* [TASK STATEMENT]:
Gather each line of the entries below that contains the string "dirt", and copy every such line in full.
────────
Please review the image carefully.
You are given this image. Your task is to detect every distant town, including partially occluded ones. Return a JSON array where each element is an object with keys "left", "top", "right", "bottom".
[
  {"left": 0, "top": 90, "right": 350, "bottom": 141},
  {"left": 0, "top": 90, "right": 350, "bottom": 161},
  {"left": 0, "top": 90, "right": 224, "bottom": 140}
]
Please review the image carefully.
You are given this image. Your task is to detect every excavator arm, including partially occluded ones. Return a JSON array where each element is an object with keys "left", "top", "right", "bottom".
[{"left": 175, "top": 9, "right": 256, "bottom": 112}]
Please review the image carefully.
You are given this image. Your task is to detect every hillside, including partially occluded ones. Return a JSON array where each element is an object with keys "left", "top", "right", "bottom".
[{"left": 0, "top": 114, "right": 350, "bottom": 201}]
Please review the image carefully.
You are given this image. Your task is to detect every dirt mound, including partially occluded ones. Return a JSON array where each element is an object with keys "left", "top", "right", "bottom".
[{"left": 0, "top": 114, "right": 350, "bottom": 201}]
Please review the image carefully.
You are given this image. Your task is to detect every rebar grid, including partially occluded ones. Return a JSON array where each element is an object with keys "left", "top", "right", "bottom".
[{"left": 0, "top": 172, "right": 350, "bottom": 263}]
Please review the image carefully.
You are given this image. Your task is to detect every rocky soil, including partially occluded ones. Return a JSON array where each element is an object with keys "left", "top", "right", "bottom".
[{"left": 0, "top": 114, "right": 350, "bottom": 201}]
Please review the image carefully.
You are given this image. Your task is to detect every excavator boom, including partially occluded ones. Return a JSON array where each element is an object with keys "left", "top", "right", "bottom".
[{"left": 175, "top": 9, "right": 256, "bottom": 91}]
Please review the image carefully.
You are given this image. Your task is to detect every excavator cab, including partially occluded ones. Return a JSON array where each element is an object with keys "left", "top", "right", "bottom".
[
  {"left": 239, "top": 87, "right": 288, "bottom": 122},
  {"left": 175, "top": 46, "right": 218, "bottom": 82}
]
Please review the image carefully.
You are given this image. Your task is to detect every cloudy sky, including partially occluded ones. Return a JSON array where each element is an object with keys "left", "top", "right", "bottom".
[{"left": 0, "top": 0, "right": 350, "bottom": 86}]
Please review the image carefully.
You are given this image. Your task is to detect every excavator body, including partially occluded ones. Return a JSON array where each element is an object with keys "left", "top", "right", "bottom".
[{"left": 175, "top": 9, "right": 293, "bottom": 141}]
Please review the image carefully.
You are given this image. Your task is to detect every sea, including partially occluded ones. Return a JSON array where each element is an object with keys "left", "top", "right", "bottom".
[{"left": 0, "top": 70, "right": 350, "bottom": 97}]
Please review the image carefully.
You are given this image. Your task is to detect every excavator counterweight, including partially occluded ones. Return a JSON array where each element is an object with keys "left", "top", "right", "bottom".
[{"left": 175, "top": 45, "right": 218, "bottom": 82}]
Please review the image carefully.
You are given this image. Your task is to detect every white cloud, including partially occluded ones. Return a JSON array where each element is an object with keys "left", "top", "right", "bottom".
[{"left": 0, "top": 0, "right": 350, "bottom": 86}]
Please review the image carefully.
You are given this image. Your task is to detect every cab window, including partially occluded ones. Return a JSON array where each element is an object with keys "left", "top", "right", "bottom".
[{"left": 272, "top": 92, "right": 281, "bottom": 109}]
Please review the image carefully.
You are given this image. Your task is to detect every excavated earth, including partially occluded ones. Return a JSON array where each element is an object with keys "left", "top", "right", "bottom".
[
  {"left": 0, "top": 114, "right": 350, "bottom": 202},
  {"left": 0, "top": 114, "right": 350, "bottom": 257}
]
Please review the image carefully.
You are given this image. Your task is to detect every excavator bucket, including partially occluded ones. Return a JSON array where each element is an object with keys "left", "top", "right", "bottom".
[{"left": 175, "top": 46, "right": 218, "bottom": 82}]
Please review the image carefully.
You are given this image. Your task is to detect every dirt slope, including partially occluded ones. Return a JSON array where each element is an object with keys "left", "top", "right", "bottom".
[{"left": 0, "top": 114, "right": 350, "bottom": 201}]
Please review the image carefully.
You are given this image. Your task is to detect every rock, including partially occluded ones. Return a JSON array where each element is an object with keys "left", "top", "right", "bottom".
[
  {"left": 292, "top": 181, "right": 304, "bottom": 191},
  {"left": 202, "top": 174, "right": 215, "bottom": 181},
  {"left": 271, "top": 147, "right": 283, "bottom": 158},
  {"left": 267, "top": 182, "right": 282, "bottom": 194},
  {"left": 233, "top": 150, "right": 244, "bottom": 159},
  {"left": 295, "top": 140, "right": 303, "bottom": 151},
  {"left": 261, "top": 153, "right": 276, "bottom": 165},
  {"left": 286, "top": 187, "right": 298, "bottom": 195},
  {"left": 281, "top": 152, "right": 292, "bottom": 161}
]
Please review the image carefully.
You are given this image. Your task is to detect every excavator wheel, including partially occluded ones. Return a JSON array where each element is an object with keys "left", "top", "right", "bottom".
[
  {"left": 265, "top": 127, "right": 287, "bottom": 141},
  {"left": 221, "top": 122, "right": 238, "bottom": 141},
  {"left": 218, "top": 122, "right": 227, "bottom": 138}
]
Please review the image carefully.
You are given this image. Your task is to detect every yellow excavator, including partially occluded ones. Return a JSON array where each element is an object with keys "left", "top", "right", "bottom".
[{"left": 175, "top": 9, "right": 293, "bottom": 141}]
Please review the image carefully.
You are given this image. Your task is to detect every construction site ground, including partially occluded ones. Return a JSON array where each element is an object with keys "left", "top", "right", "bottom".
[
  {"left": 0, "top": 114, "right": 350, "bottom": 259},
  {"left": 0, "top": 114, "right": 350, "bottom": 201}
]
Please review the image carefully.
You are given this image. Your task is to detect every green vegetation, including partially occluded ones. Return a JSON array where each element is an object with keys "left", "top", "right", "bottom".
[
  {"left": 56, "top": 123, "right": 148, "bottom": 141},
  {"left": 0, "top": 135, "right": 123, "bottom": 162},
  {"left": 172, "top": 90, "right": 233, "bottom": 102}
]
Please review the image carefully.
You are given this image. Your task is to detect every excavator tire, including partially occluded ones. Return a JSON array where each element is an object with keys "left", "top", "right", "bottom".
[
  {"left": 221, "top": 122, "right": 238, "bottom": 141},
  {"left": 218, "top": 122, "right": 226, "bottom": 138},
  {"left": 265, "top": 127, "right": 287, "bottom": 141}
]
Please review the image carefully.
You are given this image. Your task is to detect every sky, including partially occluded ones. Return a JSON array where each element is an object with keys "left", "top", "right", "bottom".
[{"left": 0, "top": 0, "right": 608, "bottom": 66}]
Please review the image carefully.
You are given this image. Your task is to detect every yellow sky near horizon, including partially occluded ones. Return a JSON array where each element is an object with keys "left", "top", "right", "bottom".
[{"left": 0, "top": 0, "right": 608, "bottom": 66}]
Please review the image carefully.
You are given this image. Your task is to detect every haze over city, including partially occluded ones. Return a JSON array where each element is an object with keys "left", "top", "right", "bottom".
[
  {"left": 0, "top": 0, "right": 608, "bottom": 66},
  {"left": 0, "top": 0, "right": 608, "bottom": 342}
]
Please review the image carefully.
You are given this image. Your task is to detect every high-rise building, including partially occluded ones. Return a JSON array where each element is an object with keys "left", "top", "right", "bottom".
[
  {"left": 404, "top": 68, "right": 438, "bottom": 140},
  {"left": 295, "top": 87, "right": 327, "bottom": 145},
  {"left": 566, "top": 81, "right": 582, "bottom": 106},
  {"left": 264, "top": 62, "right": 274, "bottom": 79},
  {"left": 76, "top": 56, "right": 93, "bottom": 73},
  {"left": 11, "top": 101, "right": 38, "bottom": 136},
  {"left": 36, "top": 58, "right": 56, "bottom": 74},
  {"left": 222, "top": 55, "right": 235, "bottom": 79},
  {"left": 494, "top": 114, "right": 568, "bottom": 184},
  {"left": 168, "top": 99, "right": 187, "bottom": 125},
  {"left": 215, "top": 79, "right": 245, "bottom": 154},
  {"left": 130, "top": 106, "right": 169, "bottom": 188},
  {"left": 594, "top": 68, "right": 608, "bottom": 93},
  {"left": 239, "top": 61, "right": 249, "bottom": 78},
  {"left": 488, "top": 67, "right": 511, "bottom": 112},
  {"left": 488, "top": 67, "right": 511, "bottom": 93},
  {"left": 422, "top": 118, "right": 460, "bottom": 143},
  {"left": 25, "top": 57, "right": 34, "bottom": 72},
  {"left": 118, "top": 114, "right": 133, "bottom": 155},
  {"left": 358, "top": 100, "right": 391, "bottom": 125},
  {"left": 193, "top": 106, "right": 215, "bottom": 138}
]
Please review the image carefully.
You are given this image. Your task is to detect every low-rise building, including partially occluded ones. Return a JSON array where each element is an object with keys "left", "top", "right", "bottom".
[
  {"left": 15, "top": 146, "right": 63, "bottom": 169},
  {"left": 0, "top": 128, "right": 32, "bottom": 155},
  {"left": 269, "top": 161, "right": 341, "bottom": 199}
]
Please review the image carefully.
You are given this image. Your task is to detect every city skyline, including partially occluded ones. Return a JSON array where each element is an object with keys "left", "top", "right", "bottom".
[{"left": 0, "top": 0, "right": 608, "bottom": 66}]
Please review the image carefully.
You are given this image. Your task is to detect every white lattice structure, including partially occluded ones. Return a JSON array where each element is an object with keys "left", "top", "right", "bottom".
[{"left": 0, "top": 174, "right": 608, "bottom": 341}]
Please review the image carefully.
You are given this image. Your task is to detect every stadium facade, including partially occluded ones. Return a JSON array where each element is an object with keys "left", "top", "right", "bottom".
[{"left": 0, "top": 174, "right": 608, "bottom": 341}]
────────
* [ANSWER TO THE EXERCISE]:
You are given this image. Your task is to detect every dirt mound, including partially occluded ones. Return a JSON array where each element is an object with keys "left", "top", "right", "bottom".
You are given this image. Your task is to detect every dirt slope, including partially occluded ones. Return a JSON array where each element is an object with keys "left", "top", "right", "bottom".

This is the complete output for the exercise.